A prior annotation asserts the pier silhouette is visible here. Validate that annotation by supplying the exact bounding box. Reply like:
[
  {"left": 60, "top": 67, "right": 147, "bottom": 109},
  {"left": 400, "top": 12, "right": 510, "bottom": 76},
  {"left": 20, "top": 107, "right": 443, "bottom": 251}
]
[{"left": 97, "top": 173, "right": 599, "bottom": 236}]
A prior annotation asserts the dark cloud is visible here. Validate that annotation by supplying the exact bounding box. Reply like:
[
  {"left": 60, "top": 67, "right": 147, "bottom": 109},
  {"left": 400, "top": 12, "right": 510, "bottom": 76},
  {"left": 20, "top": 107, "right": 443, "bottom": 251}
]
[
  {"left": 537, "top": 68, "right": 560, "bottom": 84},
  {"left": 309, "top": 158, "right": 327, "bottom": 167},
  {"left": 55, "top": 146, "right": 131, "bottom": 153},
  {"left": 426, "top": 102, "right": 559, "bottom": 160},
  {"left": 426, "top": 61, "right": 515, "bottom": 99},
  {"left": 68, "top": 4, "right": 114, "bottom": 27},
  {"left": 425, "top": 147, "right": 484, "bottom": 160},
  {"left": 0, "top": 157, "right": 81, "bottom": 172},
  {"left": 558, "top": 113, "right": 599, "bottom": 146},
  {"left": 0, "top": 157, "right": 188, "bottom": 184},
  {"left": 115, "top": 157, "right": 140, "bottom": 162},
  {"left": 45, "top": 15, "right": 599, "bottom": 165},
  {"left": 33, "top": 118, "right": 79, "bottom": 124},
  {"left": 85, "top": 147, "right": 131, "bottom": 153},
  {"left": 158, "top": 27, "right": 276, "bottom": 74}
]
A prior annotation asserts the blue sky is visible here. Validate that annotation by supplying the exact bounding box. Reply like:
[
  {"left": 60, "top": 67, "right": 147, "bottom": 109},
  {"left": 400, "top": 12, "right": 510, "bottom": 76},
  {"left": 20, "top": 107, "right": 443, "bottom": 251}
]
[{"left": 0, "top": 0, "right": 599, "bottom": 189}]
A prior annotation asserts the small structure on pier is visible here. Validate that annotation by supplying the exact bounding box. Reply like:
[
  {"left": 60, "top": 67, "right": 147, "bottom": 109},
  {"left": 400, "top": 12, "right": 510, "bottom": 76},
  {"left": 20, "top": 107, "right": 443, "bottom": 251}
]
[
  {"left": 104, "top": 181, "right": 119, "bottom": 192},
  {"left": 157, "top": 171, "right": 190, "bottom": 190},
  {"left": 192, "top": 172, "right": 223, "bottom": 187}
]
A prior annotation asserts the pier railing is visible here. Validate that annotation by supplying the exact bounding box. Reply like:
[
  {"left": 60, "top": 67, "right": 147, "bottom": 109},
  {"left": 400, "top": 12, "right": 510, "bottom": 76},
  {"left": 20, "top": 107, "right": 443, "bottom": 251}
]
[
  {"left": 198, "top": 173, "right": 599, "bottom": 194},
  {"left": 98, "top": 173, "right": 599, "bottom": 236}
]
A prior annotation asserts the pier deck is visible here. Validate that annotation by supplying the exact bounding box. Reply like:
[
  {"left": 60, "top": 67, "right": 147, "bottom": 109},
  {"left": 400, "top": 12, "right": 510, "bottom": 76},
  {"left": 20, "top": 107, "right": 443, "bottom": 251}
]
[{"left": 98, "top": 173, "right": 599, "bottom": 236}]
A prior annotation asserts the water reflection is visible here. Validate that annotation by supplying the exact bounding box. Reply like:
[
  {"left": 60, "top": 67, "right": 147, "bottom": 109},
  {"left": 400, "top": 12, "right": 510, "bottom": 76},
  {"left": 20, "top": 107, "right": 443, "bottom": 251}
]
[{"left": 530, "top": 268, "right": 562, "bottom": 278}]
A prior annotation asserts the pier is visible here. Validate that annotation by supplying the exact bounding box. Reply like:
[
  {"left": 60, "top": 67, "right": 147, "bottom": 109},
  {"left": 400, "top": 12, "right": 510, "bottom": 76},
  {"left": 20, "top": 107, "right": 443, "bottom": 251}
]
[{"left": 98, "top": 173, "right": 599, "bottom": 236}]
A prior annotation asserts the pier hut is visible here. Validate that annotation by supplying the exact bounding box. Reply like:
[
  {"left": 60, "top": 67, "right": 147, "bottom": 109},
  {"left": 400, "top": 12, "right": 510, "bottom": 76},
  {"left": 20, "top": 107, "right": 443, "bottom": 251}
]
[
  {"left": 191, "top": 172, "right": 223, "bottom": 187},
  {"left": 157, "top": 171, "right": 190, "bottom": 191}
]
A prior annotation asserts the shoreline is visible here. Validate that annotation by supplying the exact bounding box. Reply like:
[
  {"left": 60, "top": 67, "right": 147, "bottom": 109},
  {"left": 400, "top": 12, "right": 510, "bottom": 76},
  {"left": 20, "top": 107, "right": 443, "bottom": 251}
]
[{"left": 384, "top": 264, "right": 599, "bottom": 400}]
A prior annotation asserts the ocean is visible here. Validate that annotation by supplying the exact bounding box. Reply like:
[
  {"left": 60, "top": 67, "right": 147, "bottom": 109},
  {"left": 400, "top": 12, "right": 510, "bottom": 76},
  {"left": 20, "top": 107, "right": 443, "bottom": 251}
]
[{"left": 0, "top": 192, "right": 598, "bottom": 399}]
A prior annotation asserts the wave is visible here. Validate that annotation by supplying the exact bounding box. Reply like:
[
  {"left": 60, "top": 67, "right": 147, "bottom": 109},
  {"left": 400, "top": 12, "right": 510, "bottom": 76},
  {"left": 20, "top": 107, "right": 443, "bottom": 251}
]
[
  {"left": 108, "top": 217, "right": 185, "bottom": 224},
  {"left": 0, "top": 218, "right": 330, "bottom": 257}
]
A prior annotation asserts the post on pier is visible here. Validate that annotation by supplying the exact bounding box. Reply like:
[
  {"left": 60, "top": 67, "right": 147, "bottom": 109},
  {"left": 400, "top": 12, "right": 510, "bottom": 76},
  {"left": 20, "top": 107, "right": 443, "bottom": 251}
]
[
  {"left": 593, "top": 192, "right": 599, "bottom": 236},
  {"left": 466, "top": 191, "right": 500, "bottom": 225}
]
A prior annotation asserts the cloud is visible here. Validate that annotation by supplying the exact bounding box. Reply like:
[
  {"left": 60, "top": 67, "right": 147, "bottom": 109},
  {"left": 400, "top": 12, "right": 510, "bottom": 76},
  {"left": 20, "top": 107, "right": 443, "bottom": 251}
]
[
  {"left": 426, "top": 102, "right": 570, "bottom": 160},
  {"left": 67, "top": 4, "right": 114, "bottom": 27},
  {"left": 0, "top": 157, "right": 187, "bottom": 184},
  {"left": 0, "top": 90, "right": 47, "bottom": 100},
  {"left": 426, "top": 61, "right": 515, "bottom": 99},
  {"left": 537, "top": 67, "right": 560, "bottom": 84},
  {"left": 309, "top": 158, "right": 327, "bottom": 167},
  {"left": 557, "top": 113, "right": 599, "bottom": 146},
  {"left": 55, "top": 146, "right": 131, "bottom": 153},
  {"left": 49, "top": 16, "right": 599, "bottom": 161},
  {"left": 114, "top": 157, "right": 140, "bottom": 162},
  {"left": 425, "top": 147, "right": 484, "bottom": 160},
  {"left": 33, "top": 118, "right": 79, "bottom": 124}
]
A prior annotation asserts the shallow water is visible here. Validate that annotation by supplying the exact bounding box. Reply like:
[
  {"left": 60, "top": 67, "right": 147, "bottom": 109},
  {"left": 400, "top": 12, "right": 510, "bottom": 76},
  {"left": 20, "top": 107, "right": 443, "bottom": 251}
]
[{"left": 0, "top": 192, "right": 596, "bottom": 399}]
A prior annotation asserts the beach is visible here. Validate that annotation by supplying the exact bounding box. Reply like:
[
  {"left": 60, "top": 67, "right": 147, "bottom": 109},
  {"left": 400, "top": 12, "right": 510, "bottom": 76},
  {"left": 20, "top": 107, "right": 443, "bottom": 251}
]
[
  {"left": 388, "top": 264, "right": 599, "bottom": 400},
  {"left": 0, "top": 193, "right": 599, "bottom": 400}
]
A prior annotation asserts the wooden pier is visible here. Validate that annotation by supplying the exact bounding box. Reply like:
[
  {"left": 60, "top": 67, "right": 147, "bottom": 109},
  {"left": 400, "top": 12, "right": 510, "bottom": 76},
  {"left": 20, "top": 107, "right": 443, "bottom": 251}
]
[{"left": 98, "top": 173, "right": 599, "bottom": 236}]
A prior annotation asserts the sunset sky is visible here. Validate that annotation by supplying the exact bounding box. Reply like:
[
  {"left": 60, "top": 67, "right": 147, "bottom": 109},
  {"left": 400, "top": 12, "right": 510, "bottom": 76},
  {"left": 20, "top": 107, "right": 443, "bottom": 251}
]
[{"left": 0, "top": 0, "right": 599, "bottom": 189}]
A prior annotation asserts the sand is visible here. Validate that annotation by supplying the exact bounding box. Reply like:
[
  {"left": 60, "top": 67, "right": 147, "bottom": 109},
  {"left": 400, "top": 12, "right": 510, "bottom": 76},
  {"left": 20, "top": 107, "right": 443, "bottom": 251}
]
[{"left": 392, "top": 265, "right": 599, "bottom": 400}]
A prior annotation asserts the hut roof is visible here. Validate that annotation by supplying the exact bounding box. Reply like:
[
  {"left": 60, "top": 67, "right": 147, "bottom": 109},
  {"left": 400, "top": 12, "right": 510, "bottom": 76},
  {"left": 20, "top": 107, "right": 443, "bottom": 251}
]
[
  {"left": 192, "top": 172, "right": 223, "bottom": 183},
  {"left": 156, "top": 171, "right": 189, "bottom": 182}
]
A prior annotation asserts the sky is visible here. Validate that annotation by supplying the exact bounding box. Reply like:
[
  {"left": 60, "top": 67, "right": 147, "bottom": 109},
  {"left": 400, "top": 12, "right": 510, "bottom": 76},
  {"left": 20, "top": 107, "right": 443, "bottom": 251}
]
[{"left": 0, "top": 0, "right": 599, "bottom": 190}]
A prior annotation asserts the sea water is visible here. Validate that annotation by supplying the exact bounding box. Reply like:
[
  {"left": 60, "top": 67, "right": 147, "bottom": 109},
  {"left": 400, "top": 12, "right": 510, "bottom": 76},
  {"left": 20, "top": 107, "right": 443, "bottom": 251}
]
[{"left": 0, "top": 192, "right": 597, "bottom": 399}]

+ + +

# WRITTEN REQUEST
Report each line of the records above that contains the word "cloud", and copy every such line in full. Case counts.

# WRITTEN RESPONSE
A prior annotation asserts the dark cloud is visible here. Validate that annotation by supplying the exact bounding box. Reply like:
A prior annotation asserts the cloud is visible here. Validate that annotation by supplying the exact bounding box. Reply like:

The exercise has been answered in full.